WHAT IS ASKED. In the records below, find the line containing "Which pixel sits on the sheep's", then copy that line and all lines after it, exactly, omitting every picture.

(Position identification records)
------------

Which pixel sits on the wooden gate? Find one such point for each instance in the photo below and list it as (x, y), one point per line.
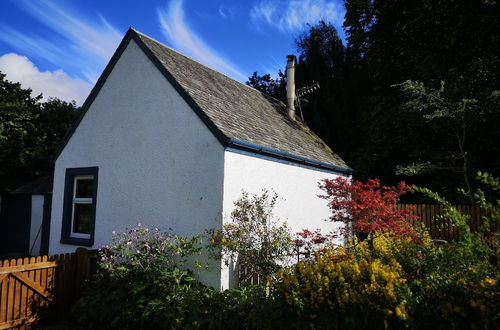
(30, 288)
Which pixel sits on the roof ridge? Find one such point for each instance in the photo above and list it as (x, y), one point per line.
(204, 65)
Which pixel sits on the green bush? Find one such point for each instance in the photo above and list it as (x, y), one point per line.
(144, 281)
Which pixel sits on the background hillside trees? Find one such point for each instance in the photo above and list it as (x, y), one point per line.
(30, 133)
(361, 108)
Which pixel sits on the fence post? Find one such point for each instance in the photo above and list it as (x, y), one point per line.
(82, 261)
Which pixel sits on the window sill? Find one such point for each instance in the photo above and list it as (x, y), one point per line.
(77, 241)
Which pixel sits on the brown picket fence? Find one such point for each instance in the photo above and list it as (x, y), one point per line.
(442, 228)
(32, 288)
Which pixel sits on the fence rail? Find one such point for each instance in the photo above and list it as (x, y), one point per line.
(31, 287)
(442, 228)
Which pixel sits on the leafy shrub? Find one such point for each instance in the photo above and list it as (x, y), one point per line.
(368, 207)
(253, 238)
(144, 281)
(365, 287)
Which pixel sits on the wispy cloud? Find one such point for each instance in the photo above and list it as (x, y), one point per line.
(178, 33)
(51, 84)
(78, 43)
(225, 12)
(293, 15)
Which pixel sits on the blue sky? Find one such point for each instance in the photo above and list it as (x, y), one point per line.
(59, 48)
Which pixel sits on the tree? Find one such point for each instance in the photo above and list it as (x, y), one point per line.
(30, 133)
(454, 117)
(266, 84)
(368, 207)
(253, 238)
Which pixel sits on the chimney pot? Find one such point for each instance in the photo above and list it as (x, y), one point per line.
(290, 86)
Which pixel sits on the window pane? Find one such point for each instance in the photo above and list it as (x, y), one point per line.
(81, 220)
(84, 188)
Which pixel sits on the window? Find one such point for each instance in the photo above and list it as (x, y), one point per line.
(79, 206)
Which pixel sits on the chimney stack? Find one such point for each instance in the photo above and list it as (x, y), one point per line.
(290, 86)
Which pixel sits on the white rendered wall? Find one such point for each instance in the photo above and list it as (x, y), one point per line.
(297, 189)
(158, 163)
(36, 224)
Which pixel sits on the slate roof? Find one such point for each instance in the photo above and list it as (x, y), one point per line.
(40, 186)
(233, 111)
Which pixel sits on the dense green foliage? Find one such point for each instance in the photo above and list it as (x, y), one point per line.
(360, 108)
(386, 281)
(253, 238)
(30, 133)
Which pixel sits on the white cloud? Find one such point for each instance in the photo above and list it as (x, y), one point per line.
(225, 12)
(78, 44)
(293, 15)
(58, 84)
(175, 29)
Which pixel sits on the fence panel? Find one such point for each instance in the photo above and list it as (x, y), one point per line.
(30, 287)
(442, 228)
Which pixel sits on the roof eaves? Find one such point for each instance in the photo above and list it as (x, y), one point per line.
(287, 156)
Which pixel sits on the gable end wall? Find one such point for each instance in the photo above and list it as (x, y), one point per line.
(158, 162)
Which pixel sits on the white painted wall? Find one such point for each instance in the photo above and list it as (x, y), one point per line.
(36, 224)
(158, 163)
(297, 188)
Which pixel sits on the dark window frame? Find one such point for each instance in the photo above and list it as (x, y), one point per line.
(67, 215)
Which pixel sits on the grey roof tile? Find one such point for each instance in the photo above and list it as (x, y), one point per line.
(239, 111)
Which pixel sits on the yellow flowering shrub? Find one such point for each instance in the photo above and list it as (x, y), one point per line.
(365, 286)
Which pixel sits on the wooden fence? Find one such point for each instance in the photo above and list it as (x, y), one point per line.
(442, 228)
(33, 287)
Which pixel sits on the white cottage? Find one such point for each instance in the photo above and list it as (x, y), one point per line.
(167, 141)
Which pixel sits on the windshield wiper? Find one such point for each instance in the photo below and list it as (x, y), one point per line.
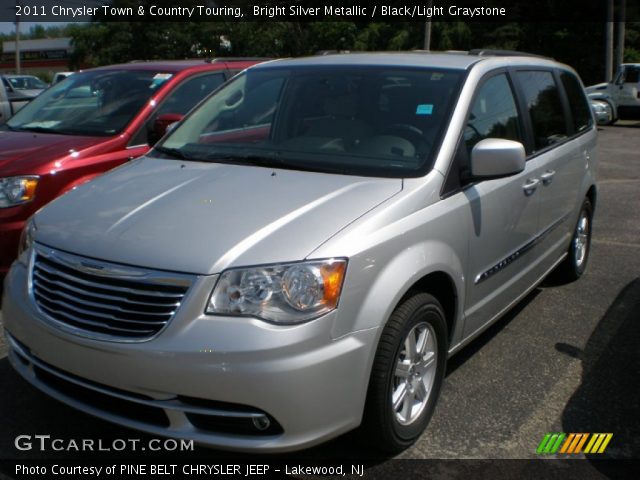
(248, 159)
(36, 130)
(174, 152)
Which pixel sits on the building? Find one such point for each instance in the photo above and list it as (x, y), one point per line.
(44, 54)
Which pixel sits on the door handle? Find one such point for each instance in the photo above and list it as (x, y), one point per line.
(547, 177)
(530, 186)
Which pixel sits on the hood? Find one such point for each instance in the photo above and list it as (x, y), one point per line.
(203, 217)
(596, 88)
(27, 152)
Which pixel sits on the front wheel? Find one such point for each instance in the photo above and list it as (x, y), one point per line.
(407, 373)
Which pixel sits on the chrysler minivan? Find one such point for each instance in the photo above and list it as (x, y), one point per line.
(93, 121)
(302, 253)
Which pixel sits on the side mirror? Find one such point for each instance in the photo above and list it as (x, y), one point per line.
(496, 157)
(164, 123)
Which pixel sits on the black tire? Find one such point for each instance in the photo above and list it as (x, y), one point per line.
(614, 119)
(382, 426)
(575, 263)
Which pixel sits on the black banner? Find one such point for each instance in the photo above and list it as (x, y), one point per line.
(310, 10)
(200, 468)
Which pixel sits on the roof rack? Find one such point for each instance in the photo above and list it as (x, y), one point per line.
(487, 52)
(235, 59)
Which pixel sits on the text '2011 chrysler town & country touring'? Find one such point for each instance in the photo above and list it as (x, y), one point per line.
(300, 255)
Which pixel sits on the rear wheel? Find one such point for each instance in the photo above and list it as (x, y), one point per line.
(575, 264)
(407, 374)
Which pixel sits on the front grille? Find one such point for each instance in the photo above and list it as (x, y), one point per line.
(104, 300)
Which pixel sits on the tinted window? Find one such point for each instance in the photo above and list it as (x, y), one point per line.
(545, 108)
(381, 121)
(494, 113)
(577, 102)
(632, 75)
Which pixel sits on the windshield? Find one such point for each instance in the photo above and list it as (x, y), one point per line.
(97, 103)
(377, 121)
(27, 83)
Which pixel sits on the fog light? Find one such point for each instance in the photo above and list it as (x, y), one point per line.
(262, 422)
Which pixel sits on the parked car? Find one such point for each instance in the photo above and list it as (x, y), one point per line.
(93, 122)
(30, 84)
(13, 97)
(602, 111)
(304, 251)
(10, 101)
(59, 76)
(622, 94)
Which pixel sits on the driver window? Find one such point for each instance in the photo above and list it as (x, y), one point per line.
(494, 113)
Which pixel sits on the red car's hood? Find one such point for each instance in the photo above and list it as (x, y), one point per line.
(28, 152)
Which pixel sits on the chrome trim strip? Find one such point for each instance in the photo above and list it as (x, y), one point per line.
(161, 404)
(509, 259)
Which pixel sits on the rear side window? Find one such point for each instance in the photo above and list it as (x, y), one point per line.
(577, 102)
(545, 108)
(494, 113)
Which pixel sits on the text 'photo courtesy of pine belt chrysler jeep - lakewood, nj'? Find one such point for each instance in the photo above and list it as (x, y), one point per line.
(300, 255)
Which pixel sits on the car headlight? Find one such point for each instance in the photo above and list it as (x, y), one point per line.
(26, 240)
(285, 294)
(17, 190)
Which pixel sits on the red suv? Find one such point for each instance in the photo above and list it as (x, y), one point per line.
(90, 123)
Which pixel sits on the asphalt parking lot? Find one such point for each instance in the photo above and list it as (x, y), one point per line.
(565, 360)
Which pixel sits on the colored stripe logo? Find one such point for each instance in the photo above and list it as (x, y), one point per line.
(574, 443)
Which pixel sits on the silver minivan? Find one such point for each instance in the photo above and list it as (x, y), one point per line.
(302, 253)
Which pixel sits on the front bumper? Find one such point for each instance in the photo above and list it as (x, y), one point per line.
(9, 240)
(203, 378)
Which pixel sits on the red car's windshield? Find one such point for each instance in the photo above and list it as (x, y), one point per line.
(97, 103)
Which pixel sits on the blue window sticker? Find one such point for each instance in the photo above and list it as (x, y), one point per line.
(424, 109)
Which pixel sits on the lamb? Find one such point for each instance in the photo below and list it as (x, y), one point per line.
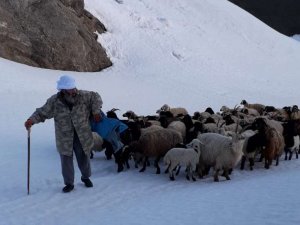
(259, 107)
(220, 152)
(179, 111)
(273, 140)
(154, 144)
(253, 144)
(178, 126)
(188, 157)
(98, 142)
(293, 148)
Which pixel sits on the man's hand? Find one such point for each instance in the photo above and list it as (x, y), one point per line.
(28, 124)
(97, 118)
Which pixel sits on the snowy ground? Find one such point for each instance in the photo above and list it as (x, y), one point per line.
(182, 52)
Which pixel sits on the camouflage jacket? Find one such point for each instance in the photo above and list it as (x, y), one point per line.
(66, 119)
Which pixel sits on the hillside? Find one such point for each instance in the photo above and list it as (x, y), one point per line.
(186, 53)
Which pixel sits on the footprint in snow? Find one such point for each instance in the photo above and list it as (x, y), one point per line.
(177, 55)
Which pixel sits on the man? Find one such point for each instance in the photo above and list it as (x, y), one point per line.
(71, 110)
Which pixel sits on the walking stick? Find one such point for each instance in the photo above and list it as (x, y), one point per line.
(28, 162)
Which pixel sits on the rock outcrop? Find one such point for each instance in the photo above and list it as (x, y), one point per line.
(281, 15)
(56, 34)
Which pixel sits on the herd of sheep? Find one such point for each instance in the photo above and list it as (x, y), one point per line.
(208, 140)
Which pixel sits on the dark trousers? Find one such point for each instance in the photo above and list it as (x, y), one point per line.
(83, 162)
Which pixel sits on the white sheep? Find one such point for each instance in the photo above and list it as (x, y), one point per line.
(292, 149)
(178, 126)
(98, 142)
(154, 143)
(188, 157)
(219, 152)
(259, 107)
(178, 111)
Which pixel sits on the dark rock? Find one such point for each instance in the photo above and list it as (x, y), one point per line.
(56, 34)
(281, 15)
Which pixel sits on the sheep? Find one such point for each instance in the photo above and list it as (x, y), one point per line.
(179, 111)
(98, 142)
(178, 126)
(291, 138)
(295, 113)
(188, 157)
(253, 144)
(130, 115)
(273, 140)
(250, 111)
(220, 152)
(154, 144)
(259, 107)
(293, 147)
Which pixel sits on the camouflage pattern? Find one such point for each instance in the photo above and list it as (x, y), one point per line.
(66, 120)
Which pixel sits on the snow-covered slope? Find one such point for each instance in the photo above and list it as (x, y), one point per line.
(187, 53)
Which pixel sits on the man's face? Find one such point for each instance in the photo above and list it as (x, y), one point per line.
(70, 92)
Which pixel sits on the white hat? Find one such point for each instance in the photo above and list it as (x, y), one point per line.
(66, 82)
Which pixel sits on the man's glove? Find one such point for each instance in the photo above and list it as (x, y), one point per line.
(28, 124)
(97, 118)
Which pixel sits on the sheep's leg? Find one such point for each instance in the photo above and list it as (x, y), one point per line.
(167, 169)
(277, 160)
(92, 155)
(268, 162)
(156, 165)
(216, 176)
(251, 162)
(187, 173)
(172, 178)
(193, 171)
(286, 152)
(243, 162)
(291, 155)
(178, 170)
(144, 165)
(226, 174)
(171, 171)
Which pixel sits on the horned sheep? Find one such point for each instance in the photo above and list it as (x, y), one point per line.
(153, 144)
(178, 111)
(220, 152)
(188, 157)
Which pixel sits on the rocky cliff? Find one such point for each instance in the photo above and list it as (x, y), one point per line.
(56, 34)
(281, 15)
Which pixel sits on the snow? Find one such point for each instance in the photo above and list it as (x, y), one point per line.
(186, 53)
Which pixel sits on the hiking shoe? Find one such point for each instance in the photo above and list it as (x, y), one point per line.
(68, 188)
(87, 182)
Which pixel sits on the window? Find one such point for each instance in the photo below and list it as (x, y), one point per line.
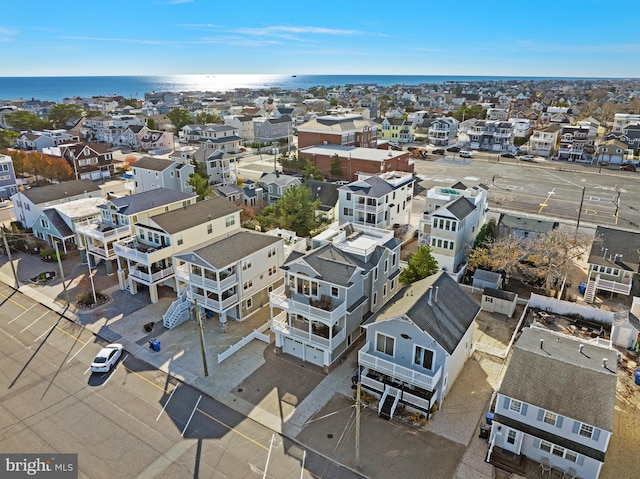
(385, 344)
(423, 357)
(586, 430)
(550, 418)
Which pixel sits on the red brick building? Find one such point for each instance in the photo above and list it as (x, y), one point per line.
(356, 160)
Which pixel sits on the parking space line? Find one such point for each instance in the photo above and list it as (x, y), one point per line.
(39, 318)
(191, 417)
(165, 404)
(113, 372)
(18, 317)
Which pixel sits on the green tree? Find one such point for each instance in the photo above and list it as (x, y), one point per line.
(336, 166)
(420, 265)
(24, 120)
(204, 118)
(61, 112)
(200, 185)
(293, 211)
(487, 234)
(179, 117)
(8, 138)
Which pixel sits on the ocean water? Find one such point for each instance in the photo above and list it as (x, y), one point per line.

------------

RESULT OF THIS EXERCISE.
Which pixel sits on the sheep's leg? Find one such point for each instance in the photo above and list it as (x, y), one point per line.
(167, 169)
(277, 160)
(92, 155)
(268, 162)
(156, 165)
(216, 176)
(251, 162)
(187, 173)
(172, 178)
(193, 171)
(286, 152)
(243, 162)
(291, 155)
(178, 170)
(144, 165)
(226, 174)
(171, 171)
Which pixel sits on the horned sheep? Find one such point for each instance in the photo above and list it as (x, y), one point per line.
(153, 144)
(178, 111)
(220, 152)
(188, 157)
Which pixel sits on the rocky cliff? Find one such point for each instance in the photo above and list it as (x, y), one point per line.
(56, 34)
(281, 15)
Which pixel sits on the snow? Find one such point for each instance in the photo above and list it as (x, y), one point per line.
(186, 53)
Which pixel sits on the hiking shoe? Find one such point for each instance in the photo above and list it as (x, y), one point per line.
(68, 188)
(87, 182)
Which pixel sits on the window? Find one such point for each instance in the photo below and list it as (x, y), one point per line.
(385, 344)
(423, 357)
(586, 430)
(550, 418)
Which pixel sits on the red brick building? Find one such point for each instance in the photo above and list it as (x, y), one point per line.
(356, 160)
Which pixel sits on the parking space line? Find one such point for each instance in the photo above and list it as (x, y), one point per line.
(39, 318)
(191, 417)
(165, 404)
(113, 372)
(18, 317)
Which pixel sits on the green tree? Find one such point for each instance in the photo above and list it as (x, y), one point per line.
(336, 166)
(420, 265)
(24, 120)
(204, 118)
(61, 112)
(200, 185)
(293, 211)
(487, 234)
(179, 117)
(8, 138)
Which pixel sits on the ocean water? Find one such point for each instance in the photo above and list it as (x, y), one point per line.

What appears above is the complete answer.